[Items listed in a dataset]
- - - -

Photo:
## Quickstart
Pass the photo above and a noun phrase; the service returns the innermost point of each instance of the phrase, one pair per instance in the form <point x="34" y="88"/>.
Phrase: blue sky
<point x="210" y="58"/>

- - - -

What's wanted is each line above, transcribed with nothing altered.

SOLVED EXERCISE ::
Photo:
## Quickstart
Pass the photo above and a noun phrase; the service returns the innermost point of each instance of the phrase, one pair per instance in the form <point x="34" y="88"/>.
Phrase: blue sky
<point x="210" y="58"/>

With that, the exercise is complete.